+++ Page text
Between 2008 and 2010, the number of newly infected black women dropped 21 percent, according to the CDC report. Yet despite the decline, they still accounted for 70 percent of all new HIV cases among women, the federal health agency said.
The rate of new infections for black women was 20 times higher than the rate for white women, the CDC said.
The number of new infections among young gay and bisexual men increased by 22 percent during that same two-year period, the CDC said.
The number of new HIV infections diagnosed annually in the overall U.S. population remained unchanged between 2008 and 2010 at about 47,500, according to health officials.
Public information campaigns on HIV prevention and testing seem to be working in lowering the number of new infections among African-American women, said Joseph Prejean, chief of the Behavioral and Clinical Surveillance Branch in the CDC's division of HIV/AIDS Prevention in Atlanta.
"We are encouraged to see some declines among African-American women," Prejean told Reuters. "They've been one of the most severely affected populations. We're cautiously optimistic that this could be part of a longer-term trend."
Among young gay and bisexual men, efforts to fight HIV have not been as effective, possibly because of advances in treatment for AIDS, the immune disorder caused by HIV, Prejean said.
"We do realize that many men who have sex with men do probably underestimate their personal risk and believe that treatment advances minimize the health threat," Prejean said.
++++++
▶ [Problems and tasks]:
1. For the text on HIV infection trends, decide whether each statement agrees with it: (a) Between 2008 and 2010, the number of newly infected black women fell by 21 percent. (b) The annual number of new HIV infections in the overall U.S. population rose between 2008 and 2010. (c) The rate of new infections for black women was ten times the rate for white women. Answer yes or no for each, quoting the words that decide it.
2. Quote everything in the text on HIV infection trends from "Between 2008 and 2010, the" down to "period, the CDC said.".
3. Extend the text on HIV infection trends beyond its final sentence.
+++ Information provided
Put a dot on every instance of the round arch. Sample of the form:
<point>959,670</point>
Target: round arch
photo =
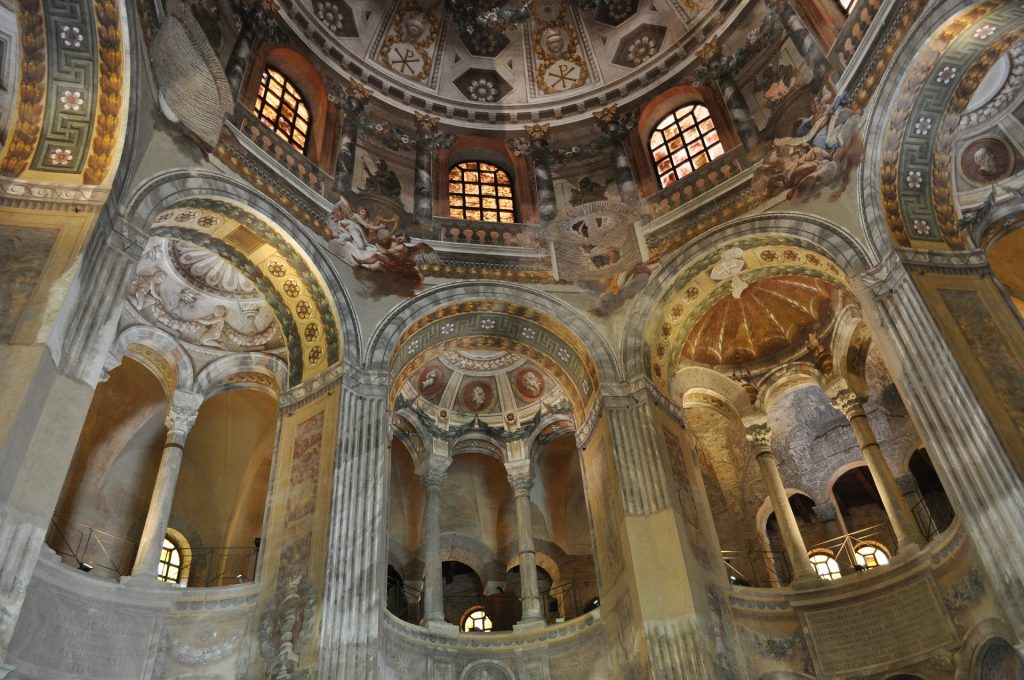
++++++
▶ [Results by task]:
1.
(a) Yes: "the number of newly infected black women dropped 21 percent"
(b) No: "remained unchanged between 2008 and 2010 at about 47,500"
(c) No: "20 times higher than the rate for white women"

2.
Between 2008 and 2010, the number of newly infected black women dropped 21 percent, according to the CDC report. Yet despite the decline, they still accounted for 70 percent of all new HIV cases among women, the federal health agency said.
The rate of new infections for black women was 20 times higher than the rate for white women, the CDC said.
The number of new infections among young gay and bisexual men increased by 22 percent during that same two-year period, the CDC said.

3.
Even though treatment can prolong the life of an AIDS patient, Prejean cautioned that "their life really does change. They then begin to take medication and will take medication for the rest of their lives," he said.
HIV is an incurable infection that costs $400,000 to treat over a lifetime, CDC Director Dr. Thomas Frieden said last month after another government report showed more than half of young Americans infected with HIV were not aware they had it.
Young people ages 13 to 24 account for 26 percent of all new HIV infections in the United States, the earlier CDC report said.
The report released on Wednesday said nearly two-thirds of new HIV infections in 2010 resulted from men having sex with other men. Young black men who have sex with men account for more new infections than any other subgroup, government health officials said.
"Because gay men account for 66 percent of all new infections, we must increase the focus of our prevention programs for gay men, particularly young and black gay men," said Michael Ruppal, executive director of The AIDS Institute.